Reading passage:

════════════════

Helping Single Moms Decode Their Child’s Personality Style

By Melissa Chapman

Helping Single Moms Decode Their Child’s Personality StyleCan you imagine talking to your kids and getting them to do what you want with less effort? According to Brian Klemmer, relationship guru and the author of The Compassionate Samurai: Being Extraordinary in an Ordinary World, understanding and identifying the four most common child personality types can play a huge part in helping you improve your communication with them.

“Imagine speaking English to a Chinese speaking person and then getting frustrated because they don’t understand you. This is exactly what it’s like when you communicate from your personality style to your child’s style and assume that her personality style is identical to yours,” says Klemmer. “Understanding that not everyone thinks the way you do increases your empathy and understanding for others and also reduces your frustration and irritation.”

Klemmer has identified four distinct personality profiles.

A “Controller” personality likes control. They like to be organized, achieve results, go for the bottom line and usually think in terms of effectiveness. They are motivated by results and challenge and only want to know “what” needs to be done. Never tell them how to do something. They know how; their way.

An “Analytic” is a very even keel, reasonable and logical person. They tend to be neat, meticulous, very precise, love structure and want to know how to do something so they can do it “right”. They are slow to make a decision and are motivated by logical decisions.

A “Supporter” is a very relationship oriented person. Being in connection with you is their highest priority. They want everyone to get along and be one happy unit. What motivates them is caring and friendship.

A “Promoter” is a high energy creative, spontaneous person who loves to be different and hates structure. They are motivated by an activity being “fun” and a challenge.

So how do you recognize what personality type your child is? Klemmer advises single Moms to look at their child’s behavior for clues. Are they dominant or easy going? For example; if your child interrupts you during a conversation they are either a controller taking control or a promoter simply excited about something. An analytic wouldn’t do that because it violates structure and a supporter wouldn’t do it because it would risk the relationship or hurt your feelings.

════════════════

Provided information:

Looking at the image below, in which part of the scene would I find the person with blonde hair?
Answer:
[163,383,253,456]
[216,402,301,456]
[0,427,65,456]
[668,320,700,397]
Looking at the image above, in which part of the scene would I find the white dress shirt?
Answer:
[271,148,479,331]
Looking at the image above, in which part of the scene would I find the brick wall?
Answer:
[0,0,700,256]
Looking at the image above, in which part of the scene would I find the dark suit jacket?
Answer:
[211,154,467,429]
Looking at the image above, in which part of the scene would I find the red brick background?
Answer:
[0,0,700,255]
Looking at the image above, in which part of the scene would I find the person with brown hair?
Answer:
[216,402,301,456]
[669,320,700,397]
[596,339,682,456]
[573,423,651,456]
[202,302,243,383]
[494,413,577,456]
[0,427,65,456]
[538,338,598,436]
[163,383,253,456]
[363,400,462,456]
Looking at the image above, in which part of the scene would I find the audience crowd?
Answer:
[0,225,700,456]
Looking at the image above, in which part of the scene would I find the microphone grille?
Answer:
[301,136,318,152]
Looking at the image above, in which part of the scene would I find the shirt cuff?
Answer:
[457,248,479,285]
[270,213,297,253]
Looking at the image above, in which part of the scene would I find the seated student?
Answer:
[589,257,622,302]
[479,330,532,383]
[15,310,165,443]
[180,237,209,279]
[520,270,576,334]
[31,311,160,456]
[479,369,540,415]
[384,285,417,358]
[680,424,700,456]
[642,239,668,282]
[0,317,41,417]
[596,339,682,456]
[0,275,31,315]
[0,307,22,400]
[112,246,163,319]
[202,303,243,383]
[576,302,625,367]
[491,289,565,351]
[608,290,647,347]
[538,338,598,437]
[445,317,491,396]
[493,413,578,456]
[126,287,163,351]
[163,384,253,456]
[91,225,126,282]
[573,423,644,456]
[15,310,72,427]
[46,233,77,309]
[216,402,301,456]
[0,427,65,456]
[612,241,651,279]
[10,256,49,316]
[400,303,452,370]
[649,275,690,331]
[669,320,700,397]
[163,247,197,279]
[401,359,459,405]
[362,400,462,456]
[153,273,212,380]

════════════════

Activity 1:
In the article on child personality styles, what motivates a "Supporter"?
Activity 2:
Name every personality profile the article on child personality styles says Klemmer has identified.

Expected output 1:
Caring and friendship.

Expected output 2:
Controller, Analytic, Supporter, Promoter